[Annotated photo localization data]
=== Begin Enclosure ===
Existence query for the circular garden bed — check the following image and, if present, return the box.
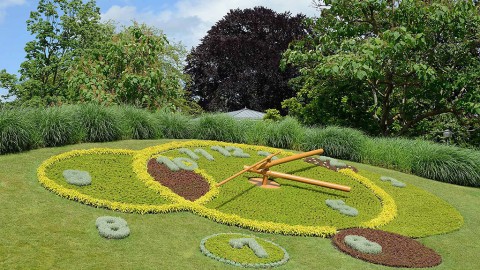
[332,228,442,268]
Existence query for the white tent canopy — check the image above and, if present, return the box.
[225,107,265,120]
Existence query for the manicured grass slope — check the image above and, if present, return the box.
[1,140,478,269]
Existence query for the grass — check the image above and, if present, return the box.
[0,139,478,269]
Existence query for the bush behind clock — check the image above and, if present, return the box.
[0,104,478,187]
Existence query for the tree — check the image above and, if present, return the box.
[1,0,111,105]
[185,6,305,112]
[67,23,196,111]
[282,0,480,136]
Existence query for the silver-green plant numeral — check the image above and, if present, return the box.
[229,238,269,258]
[63,169,92,186]
[325,199,359,216]
[95,216,130,239]
[211,145,231,157]
[173,157,198,171]
[380,176,406,188]
[319,156,347,168]
[194,148,215,161]
[156,156,198,171]
[178,148,200,160]
[156,156,180,171]
[344,235,382,254]
[225,146,250,158]
[257,151,278,160]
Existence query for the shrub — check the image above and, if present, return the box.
=== End Enclosure ===
-- ASSIGNED TASK --
Letter for letter, reproduce every record above and skip the pictures.

-- ANSWER BELOW --
Existence query for the circular garden bed — check the following image and, if present, return the box.
[332,228,442,268]
Existence query for the white tent canopy — check the image above and, if present, return the box.
[225,107,265,120]
Existence query for the manicured grass slope — check the image above and, if present, return the box.
[1,140,478,269]
Existence query for the grass — check the image above and, if present, return the box.
[0,139,478,269]
Existence query for the bush behind clock — check the image above and, if present, return the box.
[0,104,478,187]
Existence query for the tree — check the image above and, if present, return the box.
[1,0,111,105]
[185,6,305,112]
[67,23,196,111]
[282,0,480,136]
Existence query for the silver-green plant numeral — check the image above and, if present, return the box.
[229,238,269,258]
[63,169,92,186]
[325,199,359,216]
[95,216,130,239]
[211,145,231,157]
[173,157,198,171]
[380,176,406,188]
[319,156,347,168]
[194,148,215,161]
[156,156,198,171]
[178,148,200,160]
[156,156,180,171]
[344,235,382,254]
[225,146,250,158]
[257,151,278,160]
Existence query for the shrub — check the image above and, if present, return the box.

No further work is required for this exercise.